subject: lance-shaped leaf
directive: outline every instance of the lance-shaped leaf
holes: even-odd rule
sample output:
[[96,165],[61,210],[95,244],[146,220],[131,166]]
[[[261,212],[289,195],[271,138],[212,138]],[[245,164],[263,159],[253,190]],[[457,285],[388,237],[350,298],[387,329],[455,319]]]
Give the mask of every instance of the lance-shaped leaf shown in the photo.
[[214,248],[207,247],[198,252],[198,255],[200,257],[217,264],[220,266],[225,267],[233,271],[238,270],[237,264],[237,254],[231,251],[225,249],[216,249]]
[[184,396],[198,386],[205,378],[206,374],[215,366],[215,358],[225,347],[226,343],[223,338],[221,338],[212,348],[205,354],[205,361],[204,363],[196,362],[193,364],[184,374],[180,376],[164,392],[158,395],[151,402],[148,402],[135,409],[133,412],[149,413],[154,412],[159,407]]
----
Copy out every line of the records again, requests included, and shift each answer outline by adding 5 to every coordinate in it. Leave all other numbers unchanged.

subject: lance-shaped leaf
directive: outline every instance of the lance-shaped leaf
holes: even-odd rule
sample output:
[[96,165],[61,210],[95,244],[146,220],[131,166]]
[[[261,212],[289,195],[271,138],[212,138]],[[245,164],[263,159],[253,190]],[[457,285],[388,237],[350,298],[387,329],[455,319]]]
Give the mask of every instance of the lance-shaped leaf shown in the photo.
[[219,253],[212,252],[203,257],[203,260],[205,262],[222,269],[225,271],[230,272],[238,276],[243,275],[242,269],[242,259],[236,256],[230,254],[221,254]]
[[189,401],[203,391],[210,383],[211,379],[220,371],[220,363],[230,352],[231,348],[228,343],[226,343],[217,353],[210,359],[210,366],[209,368],[201,367],[198,369],[189,379],[185,381],[169,397],[163,400],[156,407],[153,407],[140,414],[138,417],[154,418],[159,417],[164,412]]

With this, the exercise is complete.